Task item:
Lines after the one containing "target | chair backrest" are to be omitted; print exactly each line from the start of the records up to and including it.

--- START ---

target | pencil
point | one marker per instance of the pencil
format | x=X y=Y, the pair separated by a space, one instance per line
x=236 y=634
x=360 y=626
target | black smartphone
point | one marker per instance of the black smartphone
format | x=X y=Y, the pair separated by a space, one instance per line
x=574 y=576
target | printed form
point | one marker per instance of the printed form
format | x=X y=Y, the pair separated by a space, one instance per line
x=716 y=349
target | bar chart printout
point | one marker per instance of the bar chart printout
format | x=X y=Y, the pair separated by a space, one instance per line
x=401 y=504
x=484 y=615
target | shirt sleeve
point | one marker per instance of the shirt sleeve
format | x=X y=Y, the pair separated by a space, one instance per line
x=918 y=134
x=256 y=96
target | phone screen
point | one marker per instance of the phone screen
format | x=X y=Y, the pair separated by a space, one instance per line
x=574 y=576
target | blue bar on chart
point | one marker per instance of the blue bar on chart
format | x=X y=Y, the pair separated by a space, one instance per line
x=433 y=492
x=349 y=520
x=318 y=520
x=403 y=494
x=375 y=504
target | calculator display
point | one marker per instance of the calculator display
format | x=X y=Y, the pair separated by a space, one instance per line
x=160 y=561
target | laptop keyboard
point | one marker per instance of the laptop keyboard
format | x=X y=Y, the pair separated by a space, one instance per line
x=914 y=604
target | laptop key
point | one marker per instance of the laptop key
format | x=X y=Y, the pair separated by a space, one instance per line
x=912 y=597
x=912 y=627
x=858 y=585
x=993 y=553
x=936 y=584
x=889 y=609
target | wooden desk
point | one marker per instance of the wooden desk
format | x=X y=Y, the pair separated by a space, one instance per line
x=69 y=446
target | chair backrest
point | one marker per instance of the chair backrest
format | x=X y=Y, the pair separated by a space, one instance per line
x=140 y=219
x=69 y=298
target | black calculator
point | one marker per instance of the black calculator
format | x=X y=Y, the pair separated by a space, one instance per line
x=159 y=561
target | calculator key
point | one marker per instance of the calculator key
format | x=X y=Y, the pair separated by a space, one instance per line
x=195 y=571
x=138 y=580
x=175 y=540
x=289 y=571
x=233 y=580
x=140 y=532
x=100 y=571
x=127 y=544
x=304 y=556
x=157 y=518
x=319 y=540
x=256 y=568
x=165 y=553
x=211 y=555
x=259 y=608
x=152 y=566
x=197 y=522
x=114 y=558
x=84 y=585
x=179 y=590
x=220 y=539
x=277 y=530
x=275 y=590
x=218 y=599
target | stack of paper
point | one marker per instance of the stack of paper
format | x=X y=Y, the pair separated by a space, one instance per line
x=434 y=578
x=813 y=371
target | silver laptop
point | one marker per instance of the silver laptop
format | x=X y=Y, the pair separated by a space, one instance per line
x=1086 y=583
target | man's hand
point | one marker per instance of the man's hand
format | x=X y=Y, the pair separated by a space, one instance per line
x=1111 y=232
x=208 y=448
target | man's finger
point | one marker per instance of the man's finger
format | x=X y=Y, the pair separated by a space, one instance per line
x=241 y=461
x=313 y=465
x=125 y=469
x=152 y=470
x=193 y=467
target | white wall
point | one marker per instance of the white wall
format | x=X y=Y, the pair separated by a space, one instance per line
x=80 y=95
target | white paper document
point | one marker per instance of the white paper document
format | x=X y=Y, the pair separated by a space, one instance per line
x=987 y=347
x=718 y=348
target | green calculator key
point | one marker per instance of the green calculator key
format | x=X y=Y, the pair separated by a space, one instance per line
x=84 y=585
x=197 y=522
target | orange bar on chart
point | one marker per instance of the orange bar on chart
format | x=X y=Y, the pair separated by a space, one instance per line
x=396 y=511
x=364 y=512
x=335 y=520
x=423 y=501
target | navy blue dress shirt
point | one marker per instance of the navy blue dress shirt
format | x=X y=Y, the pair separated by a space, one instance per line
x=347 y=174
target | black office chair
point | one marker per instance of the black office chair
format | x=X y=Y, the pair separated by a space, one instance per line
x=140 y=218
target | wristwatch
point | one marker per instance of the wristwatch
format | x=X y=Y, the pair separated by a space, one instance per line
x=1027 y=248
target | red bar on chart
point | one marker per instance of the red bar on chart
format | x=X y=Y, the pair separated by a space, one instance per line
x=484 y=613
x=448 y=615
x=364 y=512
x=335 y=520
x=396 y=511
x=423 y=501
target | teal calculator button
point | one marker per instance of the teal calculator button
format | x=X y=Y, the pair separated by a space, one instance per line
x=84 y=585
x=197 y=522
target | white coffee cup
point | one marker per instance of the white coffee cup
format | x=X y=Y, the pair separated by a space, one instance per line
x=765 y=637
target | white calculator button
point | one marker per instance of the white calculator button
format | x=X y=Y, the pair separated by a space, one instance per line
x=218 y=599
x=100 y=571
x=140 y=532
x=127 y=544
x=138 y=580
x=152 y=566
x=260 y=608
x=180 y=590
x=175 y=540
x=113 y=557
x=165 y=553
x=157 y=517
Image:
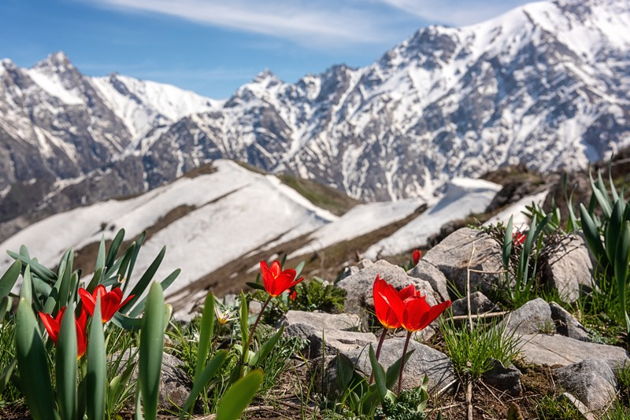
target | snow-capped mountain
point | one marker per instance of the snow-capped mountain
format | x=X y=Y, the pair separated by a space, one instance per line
x=205 y=221
x=545 y=84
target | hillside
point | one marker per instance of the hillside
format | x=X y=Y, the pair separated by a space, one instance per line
x=545 y=85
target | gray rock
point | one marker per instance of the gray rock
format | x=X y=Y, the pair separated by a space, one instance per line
x=322 y=320
x=566 y=324
x=452 y=257
x=591 y=381
x=531 y=318
x=175 y=385
x=479 y=303
x=424 y=361
x=552 y=350
x=329 y=341
x=428 y=272
x=568 y=267
x=359 y=286
x=581 y=407
x=504 y=378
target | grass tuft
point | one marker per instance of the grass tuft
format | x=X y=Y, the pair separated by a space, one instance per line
x=473 y=350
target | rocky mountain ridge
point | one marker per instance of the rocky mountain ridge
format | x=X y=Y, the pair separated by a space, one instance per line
x=545 y=85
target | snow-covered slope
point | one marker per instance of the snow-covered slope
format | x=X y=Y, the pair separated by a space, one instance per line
x=226 y=214
x=463 y=197
x=358 y=221
x=546 y=84
x=143 y=105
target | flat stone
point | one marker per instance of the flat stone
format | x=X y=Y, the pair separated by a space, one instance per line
x=428 y=272
x=323 y=320
x=479 y=304
x=566 y=324
x=558 y=350
x=175 y=385
x=579 y=405
x=358 y=286
x=568 y=267
x=453 y=255
x=329 y=341
x=423 y=361
x=533 y=317
x=591 y=381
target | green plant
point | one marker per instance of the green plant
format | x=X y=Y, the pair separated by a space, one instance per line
x=472 y=350
x=623 y=381
x=359 y=396
x=606 y=227
x=617 y=411
x=318 y=295
x=409 y=405
x=520 y=259
x=554 y=408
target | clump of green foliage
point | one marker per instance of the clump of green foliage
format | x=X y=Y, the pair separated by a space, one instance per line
x=606 y=227
x=409 y=405
x=554 y=408
x=472 y=350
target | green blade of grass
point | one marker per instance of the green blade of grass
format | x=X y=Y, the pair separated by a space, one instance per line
x=32 y=364
x=206 y=333
x=96 y=367
x=239 y=396
x=151 y=349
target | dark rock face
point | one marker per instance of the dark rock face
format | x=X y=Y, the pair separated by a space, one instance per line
x=591 y=381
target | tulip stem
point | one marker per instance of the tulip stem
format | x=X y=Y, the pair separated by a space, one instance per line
x=253 y=331
x=380 y=343
x=402 y=362
x=378 y=350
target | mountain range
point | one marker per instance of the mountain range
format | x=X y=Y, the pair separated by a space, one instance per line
x=545 y=85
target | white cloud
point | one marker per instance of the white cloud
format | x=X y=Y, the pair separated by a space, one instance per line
x=328 y=23
x=455 y=12
x=302 y=21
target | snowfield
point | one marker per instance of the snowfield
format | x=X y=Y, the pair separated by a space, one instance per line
x=233 y=211
x=463 y=197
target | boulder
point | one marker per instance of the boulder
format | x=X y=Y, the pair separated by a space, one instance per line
x=531 y=318
x=358 y=286
x=453 y=255
x=428 y=272
x=552 y=350
x=566 y=324
x=327 y=333
x=479 y=304
x=579 y=405
x=506 y=378
x=591 y=381
x=423 y=361
x=568 y=267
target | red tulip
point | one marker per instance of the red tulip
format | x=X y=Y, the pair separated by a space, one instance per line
x=518 y=238
x=111 y=301
x=418 y=314
x=415 y=256
x=388 y=304
x=277 y=281
x=53 y=326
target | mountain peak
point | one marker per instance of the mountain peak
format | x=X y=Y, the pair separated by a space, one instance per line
x=265 y=76
x=57 y=62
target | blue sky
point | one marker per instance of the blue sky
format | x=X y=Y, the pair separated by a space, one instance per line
x=212 y=46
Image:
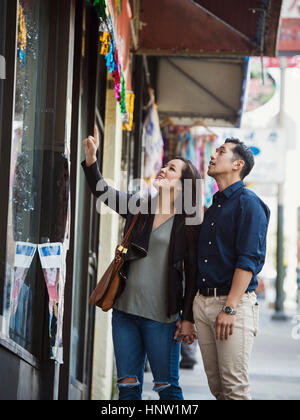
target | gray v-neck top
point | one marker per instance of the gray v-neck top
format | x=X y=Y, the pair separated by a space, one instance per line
x=145 y=293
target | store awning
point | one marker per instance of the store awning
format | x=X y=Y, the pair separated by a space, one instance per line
x=209 y=89
x=208 y=27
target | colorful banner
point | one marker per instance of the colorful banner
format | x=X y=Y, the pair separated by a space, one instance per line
x=289 y=36
x=121 y=16
x=52 y=256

--- END ---

Written response:
target | pencil
point | one marker per instance of the pencil
format | x=X y=Y, the pair separated by a space, one instance per line
x=236 y=634
x=360 y=626
target | black smartphone
point | one marker per instance of the black smartphone
format | x=X y=Y, the pair separated by a space, one instance per line
x=574 y=576
target | printed form
point | one marker per instance of the printed form
format | x=X y=Y, the pair separated by a space, one instance per line
x=716 y=349
target | bar chart printout
point | one marker per instance of the bar chart printout
format | x=X y=Y, the pair separated by a space, one instance per line
x=401 y=504
x=484 y=615
target | shirt sleeve
point | one marker per instance of the shirt sleeve
format | x=X y=Y, the pair separated by a space, one instance per line
x=918 y=134
x=256 y=96
target | phone screen
point | one marker per instance of the phone screen
format | x=X y=Y, the pair separated by a space, one instance per line
x=574 y=576
target | blue bar on chart
point | one marker per instance of the blue bar on chart
format | x=X y=Y, the pair separated by a space, one instance per line
x=433 y=492
x=349 y=520
x=318 y=520
x=403 y=494
x=375 y=504
target | calculator display
point | one marker per instance of the calculator display
format | x=X y=Y, the pair separated by a space, one instance per line
x=160 y=561
target | laptop keyboard
point | one marker per instance of the laptop keyboard
format | x=X y=Y, the pair separated by a space, one instance per line
x=914 y=604
target | laptop key
point | one marker per instance of the laptop key
format | x=X y=Y, the pair separated by a space, one instance per line
x=912 y=597
x=912 y=627
x=858 y=585
x=993 y=553
x=936 y=584
x=889 y=609
target | wooden desk
point | one marker per instance of the wooden desk
format | x=X y=Y, the pair separated by a space, one instance per line
x=69 y=446
target | chair backrest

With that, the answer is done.